▶ _List of tasks_
- A) Copy the passage of the NDIS driver thread that opens with the words containing "Check out The" and closes with "windows 10 versions.".
- B) Render this sentence from the NDIS driver thread in Spanish: "This is done due to a workaround for some bug in a Microsoft driver in older windows 10 versions."

▶ _Excerpt provided_
+++++

Windows System Software -- Consulting, Training, Development -- Unique Expertise, Guaranteed Results
The free OSR Learning Library has more than 50 articles on a wide variety of topics about writing and debugging device drivers and Minifilters. From introductory level to advanced. All the articles have been recently reviewed and updated, and are written using the clear and definitive style you've come to expect from OSR over the years.
Check out The OSR Learning Library at: https://www.osr.com/osr-learning-library/
Hi,
We have a NDIS LWF driver, and on a single machine we got a DPC_WATCHDOG_VIOLATION 133/1 bugcheck. This could be related to our NdisFIndicateReceiveNetBufferLists, as the IRQL is raised to DISPATCH before calling it (and obviously lowered to whatever it was afterward). This is done due to a workaround for some bug in a Microsoft driver in older windows 10 versions.

+++++

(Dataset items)

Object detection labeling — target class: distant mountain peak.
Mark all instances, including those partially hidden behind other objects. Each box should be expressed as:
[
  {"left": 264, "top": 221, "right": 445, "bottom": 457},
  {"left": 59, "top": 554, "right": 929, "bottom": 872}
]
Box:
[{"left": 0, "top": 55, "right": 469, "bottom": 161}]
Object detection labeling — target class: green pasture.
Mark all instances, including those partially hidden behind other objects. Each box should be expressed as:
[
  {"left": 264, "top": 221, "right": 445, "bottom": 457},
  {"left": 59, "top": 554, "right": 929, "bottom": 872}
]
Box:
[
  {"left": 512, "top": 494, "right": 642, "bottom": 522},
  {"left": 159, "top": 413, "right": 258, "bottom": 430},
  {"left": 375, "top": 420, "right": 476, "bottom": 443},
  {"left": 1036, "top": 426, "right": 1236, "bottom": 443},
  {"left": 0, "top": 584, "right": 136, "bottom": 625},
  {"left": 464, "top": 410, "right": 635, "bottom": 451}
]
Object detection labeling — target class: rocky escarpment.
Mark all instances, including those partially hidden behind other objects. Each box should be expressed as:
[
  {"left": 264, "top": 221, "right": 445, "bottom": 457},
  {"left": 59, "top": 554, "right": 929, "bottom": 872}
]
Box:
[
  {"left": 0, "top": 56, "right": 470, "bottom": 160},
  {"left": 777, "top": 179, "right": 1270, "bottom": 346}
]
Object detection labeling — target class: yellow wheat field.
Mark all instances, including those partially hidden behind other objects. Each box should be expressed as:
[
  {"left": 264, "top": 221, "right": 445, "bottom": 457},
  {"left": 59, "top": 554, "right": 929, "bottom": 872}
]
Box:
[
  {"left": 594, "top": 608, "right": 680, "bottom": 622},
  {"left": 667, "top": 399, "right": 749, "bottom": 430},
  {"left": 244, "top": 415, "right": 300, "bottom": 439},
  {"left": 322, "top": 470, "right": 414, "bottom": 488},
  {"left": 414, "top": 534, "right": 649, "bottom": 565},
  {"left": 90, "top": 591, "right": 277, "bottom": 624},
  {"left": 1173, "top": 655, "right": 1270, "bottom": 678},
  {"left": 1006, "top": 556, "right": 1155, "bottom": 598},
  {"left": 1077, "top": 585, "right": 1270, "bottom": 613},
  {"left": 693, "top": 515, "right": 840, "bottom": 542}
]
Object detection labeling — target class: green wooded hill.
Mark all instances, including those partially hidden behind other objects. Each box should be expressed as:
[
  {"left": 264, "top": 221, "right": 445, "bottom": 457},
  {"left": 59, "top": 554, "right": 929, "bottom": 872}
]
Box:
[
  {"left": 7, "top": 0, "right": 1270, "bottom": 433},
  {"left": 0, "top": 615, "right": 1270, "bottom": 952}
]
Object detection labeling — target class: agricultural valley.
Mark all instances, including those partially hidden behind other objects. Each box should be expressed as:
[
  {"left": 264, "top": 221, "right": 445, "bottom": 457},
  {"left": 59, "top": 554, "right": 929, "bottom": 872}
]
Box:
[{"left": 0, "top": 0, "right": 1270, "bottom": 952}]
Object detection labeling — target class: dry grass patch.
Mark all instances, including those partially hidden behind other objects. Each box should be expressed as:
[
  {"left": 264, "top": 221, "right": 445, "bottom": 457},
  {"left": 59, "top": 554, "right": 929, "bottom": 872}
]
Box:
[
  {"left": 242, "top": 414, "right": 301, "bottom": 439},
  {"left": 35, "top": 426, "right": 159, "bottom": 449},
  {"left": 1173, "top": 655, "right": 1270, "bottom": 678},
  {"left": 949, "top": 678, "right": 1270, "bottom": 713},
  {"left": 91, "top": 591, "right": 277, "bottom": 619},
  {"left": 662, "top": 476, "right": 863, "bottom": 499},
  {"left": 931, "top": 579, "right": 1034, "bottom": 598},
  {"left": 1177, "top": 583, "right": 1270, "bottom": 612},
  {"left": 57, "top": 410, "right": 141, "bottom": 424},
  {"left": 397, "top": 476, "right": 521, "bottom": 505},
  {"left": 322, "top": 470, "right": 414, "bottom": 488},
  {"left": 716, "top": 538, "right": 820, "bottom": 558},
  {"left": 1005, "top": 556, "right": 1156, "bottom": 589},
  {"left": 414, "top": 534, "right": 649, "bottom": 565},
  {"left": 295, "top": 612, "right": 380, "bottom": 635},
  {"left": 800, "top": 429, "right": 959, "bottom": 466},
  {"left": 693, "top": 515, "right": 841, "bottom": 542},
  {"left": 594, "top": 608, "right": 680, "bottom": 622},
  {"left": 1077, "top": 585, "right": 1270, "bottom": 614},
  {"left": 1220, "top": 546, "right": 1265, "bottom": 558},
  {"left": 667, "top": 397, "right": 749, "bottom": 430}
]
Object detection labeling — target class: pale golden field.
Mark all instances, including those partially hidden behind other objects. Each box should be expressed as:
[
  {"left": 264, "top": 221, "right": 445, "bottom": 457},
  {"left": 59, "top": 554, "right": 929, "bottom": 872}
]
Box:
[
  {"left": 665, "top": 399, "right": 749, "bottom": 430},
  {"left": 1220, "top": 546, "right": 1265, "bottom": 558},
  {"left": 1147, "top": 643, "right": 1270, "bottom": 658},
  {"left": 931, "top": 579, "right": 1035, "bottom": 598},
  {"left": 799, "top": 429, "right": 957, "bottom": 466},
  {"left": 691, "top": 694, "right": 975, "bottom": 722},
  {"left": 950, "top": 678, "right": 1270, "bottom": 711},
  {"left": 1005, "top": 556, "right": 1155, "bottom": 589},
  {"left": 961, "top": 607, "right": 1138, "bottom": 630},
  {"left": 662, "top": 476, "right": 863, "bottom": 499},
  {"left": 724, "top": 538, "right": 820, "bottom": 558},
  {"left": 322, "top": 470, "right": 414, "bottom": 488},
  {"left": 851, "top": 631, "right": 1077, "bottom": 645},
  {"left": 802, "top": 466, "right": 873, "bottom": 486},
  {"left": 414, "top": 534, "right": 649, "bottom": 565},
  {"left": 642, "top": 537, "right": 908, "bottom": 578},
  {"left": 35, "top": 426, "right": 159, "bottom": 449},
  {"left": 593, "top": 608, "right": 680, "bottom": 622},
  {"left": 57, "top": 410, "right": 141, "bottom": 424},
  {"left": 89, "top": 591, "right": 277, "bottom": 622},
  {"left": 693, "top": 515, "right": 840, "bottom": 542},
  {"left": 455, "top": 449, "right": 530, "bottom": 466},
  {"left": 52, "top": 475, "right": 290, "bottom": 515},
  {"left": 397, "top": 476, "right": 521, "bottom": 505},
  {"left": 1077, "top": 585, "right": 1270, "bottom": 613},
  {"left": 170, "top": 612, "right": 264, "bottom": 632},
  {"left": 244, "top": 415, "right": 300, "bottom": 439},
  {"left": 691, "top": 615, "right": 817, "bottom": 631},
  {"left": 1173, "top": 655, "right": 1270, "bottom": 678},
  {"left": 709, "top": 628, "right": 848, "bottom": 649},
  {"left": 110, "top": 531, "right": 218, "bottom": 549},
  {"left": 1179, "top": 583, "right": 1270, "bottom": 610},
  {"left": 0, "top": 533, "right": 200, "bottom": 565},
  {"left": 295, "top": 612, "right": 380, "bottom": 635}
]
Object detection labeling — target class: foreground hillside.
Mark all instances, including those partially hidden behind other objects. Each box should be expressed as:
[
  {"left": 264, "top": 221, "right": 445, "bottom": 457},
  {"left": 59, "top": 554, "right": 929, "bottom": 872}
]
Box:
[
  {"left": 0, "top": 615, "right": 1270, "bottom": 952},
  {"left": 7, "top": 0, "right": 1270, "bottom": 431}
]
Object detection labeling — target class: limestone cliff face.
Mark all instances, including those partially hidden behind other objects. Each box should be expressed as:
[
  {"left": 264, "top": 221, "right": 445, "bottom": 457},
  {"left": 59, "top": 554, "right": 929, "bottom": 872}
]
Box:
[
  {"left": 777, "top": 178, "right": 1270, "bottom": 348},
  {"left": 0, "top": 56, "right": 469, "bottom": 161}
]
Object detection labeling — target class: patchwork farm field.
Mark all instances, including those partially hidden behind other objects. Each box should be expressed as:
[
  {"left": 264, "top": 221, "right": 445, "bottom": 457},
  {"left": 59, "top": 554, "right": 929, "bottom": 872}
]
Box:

+++++

▶ _Responses to the exercise_
- A)
Check out The OSR Learning Library at: https://www.osr.com/osr-learning-library/
Hi,
We have a NDIS LWF driver, and on a single machine we got a DPC_WATCHDOG_VIOLATION 133/1 bugcheck. This could be related to our NdisFIndicateReceiveNetBufferLists, as the IRQL is raised to DISPATCH before calling it (and obviously lowered to whatever it was afterward). This is done due to a workaround for some bug in a Microsoft driver in older windows 10 versions.

- B) Esto se hace debido a una solución alternativa para un error en un controlador de Microsoft en versiones antiguas de Windows 10.